PROBLEM DESCRIPTION> Return each line of the listing exactly, though without its images.

MATERIAL PROVIDED>
----

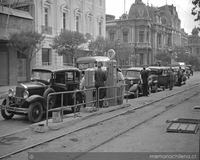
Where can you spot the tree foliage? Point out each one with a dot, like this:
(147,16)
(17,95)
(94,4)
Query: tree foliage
(164,57)
(68,42)
(27,42)
(100,45)
(196,9)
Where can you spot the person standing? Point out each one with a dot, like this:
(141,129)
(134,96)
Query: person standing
(145,81)
(171,79)
(100,79)
(121,87)
(179,74)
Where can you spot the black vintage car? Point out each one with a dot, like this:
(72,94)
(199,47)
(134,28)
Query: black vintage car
(31,98)
(133,81)
(160,77)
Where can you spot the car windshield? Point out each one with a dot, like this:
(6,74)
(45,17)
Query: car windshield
(41,75)
(133,73)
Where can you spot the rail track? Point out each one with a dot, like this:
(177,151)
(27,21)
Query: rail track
(107,119)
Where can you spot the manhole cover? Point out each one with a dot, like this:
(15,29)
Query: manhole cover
(196,108)
(184,125)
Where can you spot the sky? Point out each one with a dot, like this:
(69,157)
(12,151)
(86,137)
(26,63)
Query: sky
(183,7)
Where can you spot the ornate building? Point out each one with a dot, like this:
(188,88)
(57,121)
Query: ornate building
(52,16)
(148,30)
(12,64)
(194,42)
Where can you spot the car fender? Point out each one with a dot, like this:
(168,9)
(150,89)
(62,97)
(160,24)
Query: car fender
(155,82)
(34,98)
(133,88)
(76,93)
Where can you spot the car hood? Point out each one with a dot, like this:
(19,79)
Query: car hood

----

PROBLEM SOLUTION>
Where can you spot the tree foliage? Point out each one with a dot, like this:
(147,16)
(17,95)
(94,4)
Query: tree foliage
(164,57)
(68,42)
(27,42)
(100,45)
(196,9)
Where can you spot the person standing? Point out each one with a dot, like this:
(141,129)
(134,96)
Query: person standing
(145,81)
(171,79)
(100,79)
(121,87)
(179,74)
Where can you spot the black vintage car? Point out each one with a dot, like this:
(72,94)
(199,47)
(134,28)
Query: black vintage car
(31,98)
(133,81)
(160,77)
Where can you spot the car windshield? Point out each one with a dot, like this:
(6,74)
(45,17)
Query: car windshield
(41,75)
(133,73)
Where can you spot the rail track? Point out each one with a dot, like this:
(177,151)
(27,21)
Query: rail track
(107,119)
Where can you spot the manhole cover? Point out each one with a dot, like this:
(15,29)
Query: manhole cover
(196,108)
(184,125)
Where can you spot the sky? Point out each one with a dot, like this:
(69,157)
(12,151)
(86,137)
(26,63)
Query: sky
(183,7)
Where can you spot the ornate building? Point out each one with a dot, like this:
(188,88)
(57,121)
Query: ornate building
(52,16)
(148,30)
(12,64)
(194,42)
Where can you spot the car fender? Point out each one with a dot, like this:
(168,9)
(150,89)
(62,97)
(160,24)
Query: car fender
(155,82)
(34,98)
(133,88)
(76,93)
Where can you spot the car hood? Point out each one with a dot, like this:
(19,79)
Query: car hood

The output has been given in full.